§ **Instruction**
Rewrite all of the material below with every "planogram checker" changed to "shelf audit tool" and nothing else altered. Omit the pictures from your answer.

━━ Supplied data

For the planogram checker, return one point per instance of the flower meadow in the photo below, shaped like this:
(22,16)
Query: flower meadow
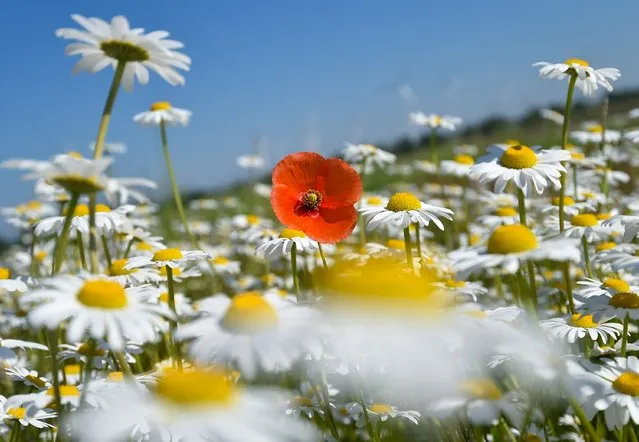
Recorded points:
(494,299)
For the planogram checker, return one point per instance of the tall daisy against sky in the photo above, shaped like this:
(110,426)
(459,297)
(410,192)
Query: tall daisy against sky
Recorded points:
(162,114)
(587,79)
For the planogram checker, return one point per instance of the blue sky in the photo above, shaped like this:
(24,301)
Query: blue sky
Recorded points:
(302,74)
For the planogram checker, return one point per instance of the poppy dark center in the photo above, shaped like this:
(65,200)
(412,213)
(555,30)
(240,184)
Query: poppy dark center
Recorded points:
(309,203)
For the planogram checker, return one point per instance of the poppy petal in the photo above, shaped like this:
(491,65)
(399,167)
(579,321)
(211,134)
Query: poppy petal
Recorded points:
(299,171)
(342,184)
(332,225)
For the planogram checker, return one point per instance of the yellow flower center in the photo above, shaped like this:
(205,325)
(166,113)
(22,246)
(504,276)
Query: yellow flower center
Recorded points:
(253,219)
(627,383)
(505,211)
(196,388)
(519,157)
(514,238)
(584,220)
(625,300)
(115,376)
(396,244)
(65,391)
(618,285)
(175,272)
(605,246)
(72,369)
(464,159)
(568,201)
(249,312)
(583,321)
(117,268)
(124,51)
(453,284)
(102,294)
(5,273)
(144,247)
(577,61)
(291,233)
(603,216)
(160,105)
(381,408)
(17,413)
(403,201)
(167,255)
(481,388)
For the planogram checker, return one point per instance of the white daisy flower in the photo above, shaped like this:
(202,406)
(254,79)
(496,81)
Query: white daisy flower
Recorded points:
(552,115)
(101,44)
(459,166)
(170,257)
(588,78)
(619,396)
(107,221)
(204,404)
(98,308)
(163,112)
(282,246)
(402,210)
(251,161)
(581,326)
(30,416)
(254,332)
(508,245)
(434,121)
(75,174)
(373,156)
(521,165)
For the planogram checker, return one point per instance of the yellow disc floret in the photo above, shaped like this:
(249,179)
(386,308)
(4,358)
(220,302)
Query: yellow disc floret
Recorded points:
(519,157)
(167,255)
(197,388)
(583,321)
(481,388)
(625,300)
(249,312)
(403,201)
(618,285)
(160,105)
(291,233)
(514,238)
(627,383)
(584,220)
(102,294)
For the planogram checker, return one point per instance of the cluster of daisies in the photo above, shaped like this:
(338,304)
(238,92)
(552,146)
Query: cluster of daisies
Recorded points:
(502,305)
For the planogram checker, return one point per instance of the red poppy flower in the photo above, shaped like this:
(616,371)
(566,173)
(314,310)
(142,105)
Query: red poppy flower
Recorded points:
(316,195)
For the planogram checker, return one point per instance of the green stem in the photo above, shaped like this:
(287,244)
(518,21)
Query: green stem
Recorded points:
(584,244)
(296,281)
(624,337)
(564,144)
(174,186)
(408,248)
(61,245)
(80,244)
(107,253)
(177,356)
(521,199)
(565,267)
(322,255)
(418,243)
(88,366)
(594,437)
(55,369)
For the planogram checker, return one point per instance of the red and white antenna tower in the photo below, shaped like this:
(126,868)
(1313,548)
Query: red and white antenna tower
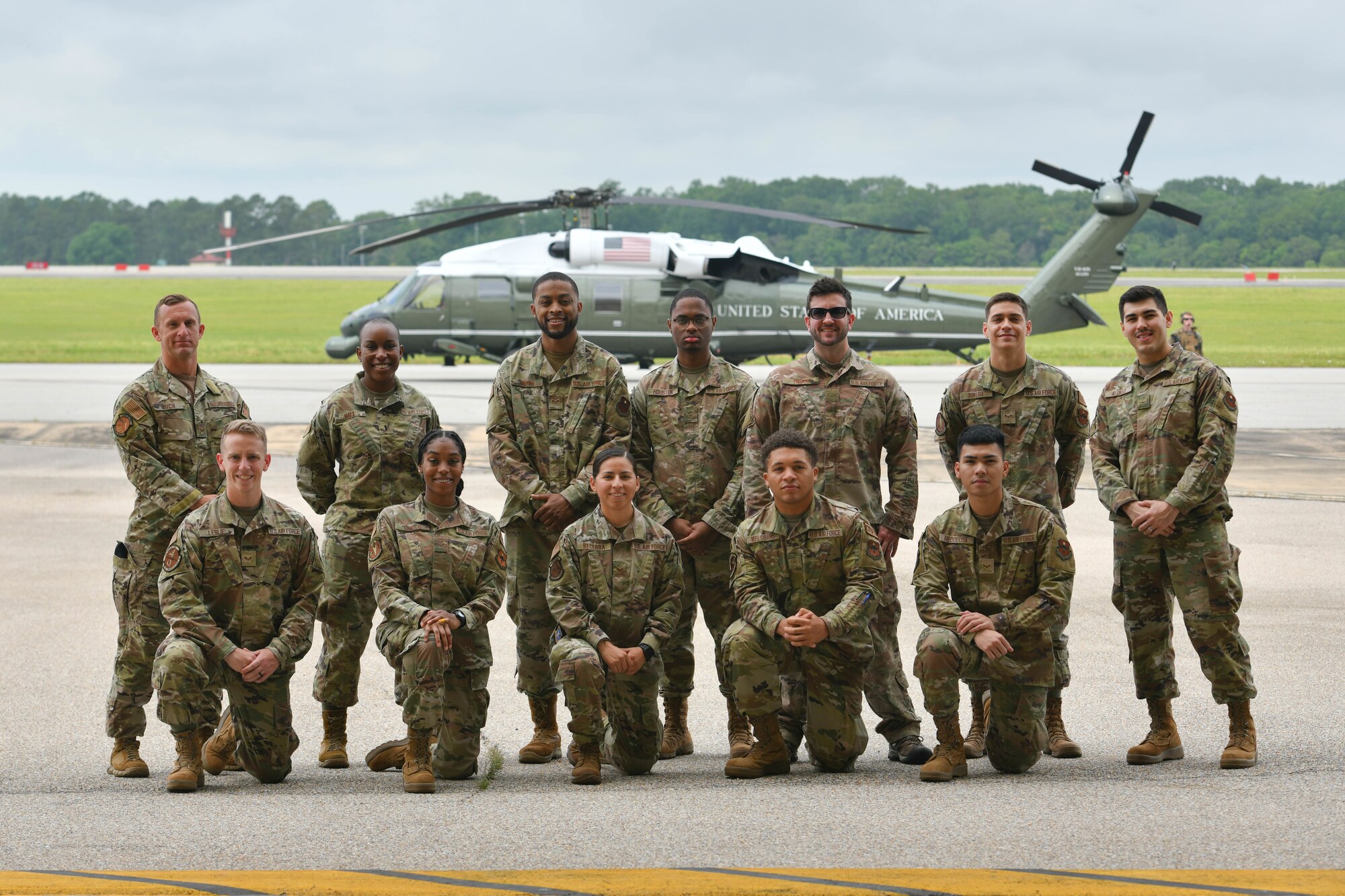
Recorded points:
(228,232)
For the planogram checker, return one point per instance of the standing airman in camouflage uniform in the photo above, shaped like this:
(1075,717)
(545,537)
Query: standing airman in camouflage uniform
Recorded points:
(688,435)
(1038,408)
(552,405)
(1188,337)
(853,411)
(992,576)
(1161,450)
(240,584)
(615,589)
(167,425)
(439,576)
(808,573)
(369,430)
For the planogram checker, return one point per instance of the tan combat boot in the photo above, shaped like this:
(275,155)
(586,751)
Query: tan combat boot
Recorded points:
(1242,736)
(588,764)
(332,754)
(1062,747)
(547,737)
(188,774)
(740,735)
(220,751)
(418,774)
(1163,741)
(950,759)
(391,754)
(677,739)
(767,756)
(974,745)
(126,759)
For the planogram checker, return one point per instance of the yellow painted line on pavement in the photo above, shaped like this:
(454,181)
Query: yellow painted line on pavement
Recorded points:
(681,881)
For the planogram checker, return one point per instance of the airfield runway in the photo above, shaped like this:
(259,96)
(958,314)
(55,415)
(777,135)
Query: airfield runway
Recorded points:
(65,505)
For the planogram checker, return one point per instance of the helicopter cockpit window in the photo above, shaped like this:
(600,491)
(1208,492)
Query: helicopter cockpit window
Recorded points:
(493,288)
(431,295)
(607,296)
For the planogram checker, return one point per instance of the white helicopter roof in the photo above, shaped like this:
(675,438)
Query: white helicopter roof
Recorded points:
(603,253)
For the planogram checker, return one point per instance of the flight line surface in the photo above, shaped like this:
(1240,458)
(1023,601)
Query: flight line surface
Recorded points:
(65,507)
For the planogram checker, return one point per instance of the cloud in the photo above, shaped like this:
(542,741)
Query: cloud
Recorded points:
(376,107)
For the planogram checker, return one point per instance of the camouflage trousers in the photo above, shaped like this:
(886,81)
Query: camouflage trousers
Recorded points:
(634,729)
(886,684)
(1199,567)
(262,710)
(1016,727)
(529,551)
(346,611)
(439,697)
(705,581)
(141,630)
(832,674)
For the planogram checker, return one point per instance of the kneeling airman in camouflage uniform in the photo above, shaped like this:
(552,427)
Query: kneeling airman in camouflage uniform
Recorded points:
(992,579)
(369,430)
(239,587)
(1161,450)
(615,587)
(167,425)
(820,561)
(439,577)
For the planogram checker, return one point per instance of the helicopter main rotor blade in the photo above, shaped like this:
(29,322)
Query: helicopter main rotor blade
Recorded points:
(1067,177)
(500,210)
(345,227)
(763,213)
(1136,142)
(1176,212)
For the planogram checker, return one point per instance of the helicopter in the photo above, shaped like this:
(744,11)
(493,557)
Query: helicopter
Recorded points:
(474,302)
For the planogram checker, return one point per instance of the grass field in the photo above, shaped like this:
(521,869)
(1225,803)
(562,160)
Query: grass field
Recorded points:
(289,321)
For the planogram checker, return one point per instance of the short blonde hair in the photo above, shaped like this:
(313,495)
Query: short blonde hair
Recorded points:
(247,428)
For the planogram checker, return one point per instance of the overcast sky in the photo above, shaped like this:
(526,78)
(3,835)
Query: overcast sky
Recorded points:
(376,106)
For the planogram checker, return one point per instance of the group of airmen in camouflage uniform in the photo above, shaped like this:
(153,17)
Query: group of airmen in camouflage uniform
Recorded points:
(629,510)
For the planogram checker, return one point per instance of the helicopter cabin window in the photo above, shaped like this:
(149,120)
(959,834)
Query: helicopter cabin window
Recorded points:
(607,296)
(431,295)
(493,288)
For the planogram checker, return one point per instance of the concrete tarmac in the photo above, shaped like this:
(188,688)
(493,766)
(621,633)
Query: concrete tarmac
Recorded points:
(65,507)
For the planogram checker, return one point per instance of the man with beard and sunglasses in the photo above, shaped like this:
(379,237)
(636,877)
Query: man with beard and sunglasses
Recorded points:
(555,403)
(853,411)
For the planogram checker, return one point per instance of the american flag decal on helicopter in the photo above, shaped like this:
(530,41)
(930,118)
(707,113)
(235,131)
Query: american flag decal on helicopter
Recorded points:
(626,249)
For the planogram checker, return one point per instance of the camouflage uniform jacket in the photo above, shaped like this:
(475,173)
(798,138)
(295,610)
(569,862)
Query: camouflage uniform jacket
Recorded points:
(1042,409)
(852,416)
(689,444)
(458,564)
(626,589)
(1019,573)
(1168,436)
(829,561)
(167,439)
(376,448)
(229,584)
(544,428)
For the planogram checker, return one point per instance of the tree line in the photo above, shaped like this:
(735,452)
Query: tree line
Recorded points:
(1269,222)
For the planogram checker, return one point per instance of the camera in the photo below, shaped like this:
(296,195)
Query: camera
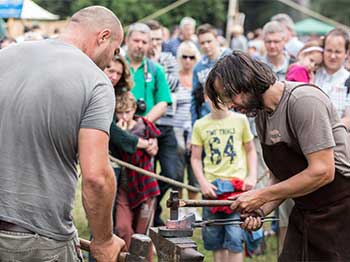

━━━━

§ **Solution for this task**
For the shelf audit tool, return one point per instance of the flower meadow in the photo below, shaped like this:
(22,16)
Query: flower meadow
Recorded points:
(494,299)
For the shelf audit tool, return one point per instance of the tall daisy against sky in the photo above, shaped like this:
(110,426)
(459,297)
(410,192)
Query: tall daisy against sky
Recorded points:
(162,114)
(587,79)
For the shelf audit tool, return one point per instance of the blue sky in the photo above, shaped like this:
(24,301)
Query: blue sky
Recorded points:
(302,74)
For the shelf audit tool, return one point per instance of the poppy dark center in the photo above, shaped like this:
(65,200)
(412,213)
(555,30)
(240,184)
Query: poppy dark center
Recorded points:
(309,203)
For the shelf audit tool, return one point per instance of the poppy petal in the photo above, shaped like this:
(491,65)
(399,167)
(579,321)
(211,134)
Query: poppy petal
Recorded points:
(299,171)
(342,184)
(332,225)
For the shelf audit tool, return one point per instance of the yellow flower center in the photo above, shaped like this:
(205,325)
(166,113)
(22,246)
(504,276)
Query: yellow flower center
Recorded points:
(253,219)
(627,383)
(505,211)
(196,388)
(519,157)
(514,238)
(584,220)
(625,300)
(115,376)
(396,244)
(65,391)
(618,285)
(175,272)
(605,246)
(72,369)
(464,159)
(568,201)
(249,312)
(583,321)
(117,268)
(124,51)
(453,284)
(102,294)
(5,273)
(144,247)
(577,61)
(291,233)
(603,216)
(160,105)
(381,408)
(17,413)
(403,201)
(167,255)
(481,388)
For the shelf audit tool, return one point per instance of the white daisy flower in the photo above, shaped like this:
(202,406)
(254,79)
(496,81)
Query: white daisy flower
Recorded points:
(552,115)
(101,44)
(459,166)
(170,257)
(588,78)
(619,396)
(107,221)
(204,404)
(98,308)
(163,112)
(282,246)
(402,210)
(251,161)
(581,326)
(30,416)
(254,332)
(508,245)
(434,121)
(75,174)
(373,156)
(521,165)
For the shelf audit tool, return one point per instance of the yellow disc floret in the photo above, shaped like this:
(249,179)
(386,308)
(4,358)
(220,302)
Query: yellow disc floret
Recorded points:
(519,157)
(167,255)
(197,388)
(583,321)
(481,388)
(625,300)
(249,312)
(403,201)
(618,285)
(160,105)
(291,233)
(514,238)
(627,383)
(584,220)
(102,294)
For the shelf audit tool, return one point per instance of the cluster of daisies in the photo above, shaped like this:
(338,304)
(238,92)
(552,146)
Query: cluster of daisies
Recorded points:
(502,305)
For the shelf audit tool, return one point per instance of the red poppy flower in the photo above, shaped like this:
(616,371)
(566,173)
(314,310)
(142,105)
Query: red poppy flower
Recorded points:
(316,195)
For the shelf audit tool, return one point per instance of the green stem in the photo above, shaped like this:
(287,244)
(518,21)
Query: green stem
Recorded points:
(584,244)
(296,281)
(624,337)
(564,144)
(174,186)
(408,248)
(61,245)
(80,244)
(107,253)
(177,356)
(521,199)
(565,267)
(322,255)
(418,243)
(88,366)
(594,437)
(55,369)
For the shelf audit tool, return one point per instance of the red and white antenna tower in the photo below, shaped like this:
(126,868)
(1313,548)
Query: red and white antenna tower
Recorded points:
(228,232)
For the shelf audit tool, return one point per instance of the standing airman in camouflage uniform in the photo above, shaped like this:
(1075,717)
(545,537)
Query: standing airman in camouflage uniform
Recorded points:
(688,435)
(1038,408)
(552,405)
(1188,337)
(853,411)
(992,576)
(1161,450)
(240,584)
(615,589)
(167,425)
(439,576)
(808,573)
(369,430)
For the shelf audit tool, return one point per instance of the tan combat boot in the photo above, shaped like this:
(275,155)
(586,751)
Query: tan combat boot
Recorded points:
(1242,736)
(588,764)
(332,754)
(1062,747)
(547,737)
(188,774)
(740,735)
(220,751)
(418,774)
(1163,741)
(950,759)
(391,754)
(677,739)
(767,756)
(974,745)
(126,759)
For the shelf audit tool, return one point per instance of the yellow painted line on pavement in the photo above, shaped like this:
(454,181)
Query: yellow painted line on pavement
Recorded points:
(681,881)
For the shelf audit tool, return one point per instance of the airfield runway in the photo above, shaped like this:
(259,96)
(958,314)
(55,415)
(777,135)
Query: airfield runway
Recorded points:
(65,505)
For the shelf audit tool, return one point per instance of the helicopter cockpit window in the photo above, shaped like this:
(600,491)
(1208,492)
Query: helicopter cockpit window
Recorded points:
(493,288)
(431,295)
(607,296)
For the shelf audit tool, return one point per instance of the white helicopter roof in the photo above, shaped like this:
(675,438)
Query: white helicopter roof
Recorded points:
(603,253)
For the shelf audit tool, return one point per instance of the flight line surface in the photo above, shaped like this:
(1240,458)
(1023,601)
Query: flight line surface
Recorded points:
(65,507)
For the shelf audit tool, return one point per instance of the cloud in the photo above, shaped like this:
(542,741)
Query: cloud
Recorded points:
(376,107)
For the shelf audit tool, return one point per instance of the camouflage trousers in the photo above, shaped like this:
(886,81)
Query: camouflage trousers
Recorded points:
(634,729)
(886,684)
(1199,567)
(262,710)
(1016,727)
(529,551)
(346,611)
(439,697)
(705,581)
(141,630)
(832,674)
For the shelf audit tool, return one point per instance of the kneeling airman in camouflage uniform in the photo above, shaped like this:
(552,427)
Query: kneeling airman in camouflage uniform
Recorded points:
(992,579)
(369,430)
(239,587)
(1161,450)
(615,587)
(167,425)
(820,561)
(439,577)
For the shelf audit tool, return one point per instance of the helicopter main rotor blade in the photo above, shaped like this:
(29,322)
Query: helicopter main rotor blade
Recorded points:
(1067,177)
(500,210)
(345,227)
(763,213)
(1136,142)
(1176,212)
For the shelf audit tool, return one point per instance of the helicopter in the photo above, shaped like this:
(744,11)
(493,557)
Query: helicopter
Recorded points:
(474,302)
For the shelf audit tool, return one point per instance of the grass field in the photo above, shaped like this:
(521,869)
(1225,803)
(562,160)
Query: grass field
Recorded points:
(289,321)
For the shelf audit tool, return one point per instance of the short blonde hair in the photo above, shaped like this:
(313,495)
Query: short blonde hair
Recorded points:
(247,428)
For the shelf audit tool, return one point per instance of the overcast sky in the photo above, shaped like this:
(526,78)
(3,835)
Query: overcast sky
Recorded points:
(376,106)
For the shelf audit tool, return one point per instance of the group of airmen in camouflage uniform in the photo above, shaped like this:
(153,17)
Query: group of airmen in camouflage uniform
Recorded points:
(629,510)
For the shelf audit tool, return one point per instance of the helicopter cabin window in the photo above, shaped like this:
(149,120)
(959,834)
Query: helicopter cabin window
Recorded points:
(607,296)
(431,295)
(493,288)
For the shelf audit tool, return one point per instance of the concrete tarmac in the photo above, shaped like this:
(188,688)
(493,766)
(621,633)
Query: concrete tarmac
Recorded points:
(65,507)
For the shelf audit tool, return one point per instance of the man with beard and sunglasses in the photo above, shaped like this:
(379,237)
(636,877)
Query: man with beard and sunglasses
Recorded points:
(555,403)
(853,411)
For the shelf audit tool, return one point per instance of the american flag decal on helicopter in the photo above, shaped like this:
(530,41)
(930,118)
(707,113)
(235,131)
Query: american flag decal on helicopter
Recorded points:
(626,249)
For the shelf audit tool, return one point per instance of the camouflage uniform jacket in the photo above, shaped like this:
(475,173)
(798,138)
(295,610)
(569,862)
Query: camouflage uniform jacket
Recorded points:
(1042,409)
(852,416)
(689,444)
(458,564)
(626,589)
(1019,573)
(1168,436)
(829,561)
(167,439)
(376,448)
(229,584)
(544,428)
For the shelf audit tool, return one point per instance of the tree line in the photo above, shaped like this:
(735,452)
Query: tree line
Recorded points:
(1269,222)
For the shelf audit tool, return one point per instance of the camera in the photo below, shaped like this:
(296,195)
Query: camera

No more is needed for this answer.